Trecho do documento
Comentando sobre o Sistema de Patrulhas.

A CORTE DE HONRA

“A Corte de Honra é parte importante do Sistema de Patrulhas”. Trata-se de uma comissão permanente que resolve os negócios da Tropa.
A Corte de Honra é formada pelo Chefe e pelos Monitores, ou caso se trata de tropa pequena, pelos Monitores e Submonitores. Em muitas Cortes, o Chefe assiste à reunião, mas não vota. Monitor reunido em Corte de Honra tem muitas vezes mantido em atividade a Tropa na ausência do Chefe.
A Corte de Honra toma decisões sobre programas de trabalho, acampamentos, recompensas e outros problemas relativos à administração da tropa. Os membros da Corte estão obrigados a guardar segredo.
“Somente as decisões que afetem a Tropa toda, isto é, competições, nomeações, programas etc., são trazidas a público”.
Baden Powell.


CAPITULO II

O sol caminha para o oeste. Inexoravelmente em qualquer lugar do planeta, lá está ele, rumo a sua velha e conhecida trilha. Seu percurso não é novo e todos sabem disso. Toda a humanidade depende do seu programa diário para sobreviver. Não foi ele que destruiu florestas, poluiu rios ou mesmo fez escurecer a atmosfera do tempo. A evolução natural das coisas não impediu sua marcha e ele é prova viva que as mudanças são válidas, mas nem sempre proveitosas se feitas desordenadamente.

Nesta hora do entardecer, onde a penumbra avança noite adentro, as luzes da varanda foram acesas e ali, inebriadas com a voz do “velho” e sua maneira peculiar de “Contar estórias” esquecíamo-nos do tempo. Vovó agora dormitava na cadeira de balanço. Para lá... E para cá... - Será que dormia mesmo? - Seu compasso era igual ao grande relógio que tomava conta de uma parede na sala grande. Ela abstinha de comentar. Era assunto do “Velho” e não seu.

- Sou sincero - continuava o “Velho” - Se tivesse a felicidade de ter uma máquina do tempo, o que não daria para volta ao passado, somente para começar tudo de novo! – Nunca esqueço o que fui o que fiz. Não há arrependimentos.

Tarefa escrita
Com base no trecho do documento, explique em uma a três frases por que a avó se abstinha de comentar enquanto o “Velho” contava estórias.

Entradas fornecidas
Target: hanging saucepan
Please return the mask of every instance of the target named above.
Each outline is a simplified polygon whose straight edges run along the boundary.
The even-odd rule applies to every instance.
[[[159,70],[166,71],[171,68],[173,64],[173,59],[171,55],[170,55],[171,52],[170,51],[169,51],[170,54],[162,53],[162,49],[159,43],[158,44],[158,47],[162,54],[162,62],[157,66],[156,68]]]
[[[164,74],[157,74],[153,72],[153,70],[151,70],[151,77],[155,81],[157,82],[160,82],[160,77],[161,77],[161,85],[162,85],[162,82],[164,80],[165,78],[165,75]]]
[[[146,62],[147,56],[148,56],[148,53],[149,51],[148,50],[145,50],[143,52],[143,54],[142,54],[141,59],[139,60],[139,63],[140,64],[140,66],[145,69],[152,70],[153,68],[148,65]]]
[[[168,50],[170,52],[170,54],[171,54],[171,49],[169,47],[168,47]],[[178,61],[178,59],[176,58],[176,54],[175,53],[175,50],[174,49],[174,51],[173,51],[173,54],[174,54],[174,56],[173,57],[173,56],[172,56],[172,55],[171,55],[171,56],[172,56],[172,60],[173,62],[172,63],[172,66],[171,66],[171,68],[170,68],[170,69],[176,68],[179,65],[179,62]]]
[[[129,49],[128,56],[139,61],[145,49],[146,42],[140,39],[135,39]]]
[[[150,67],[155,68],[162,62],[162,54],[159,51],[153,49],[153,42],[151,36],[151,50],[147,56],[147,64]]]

Resultado da tarefa
A avó se abstinha de comentar porque aquele era assunto do “Velho”, e não dela.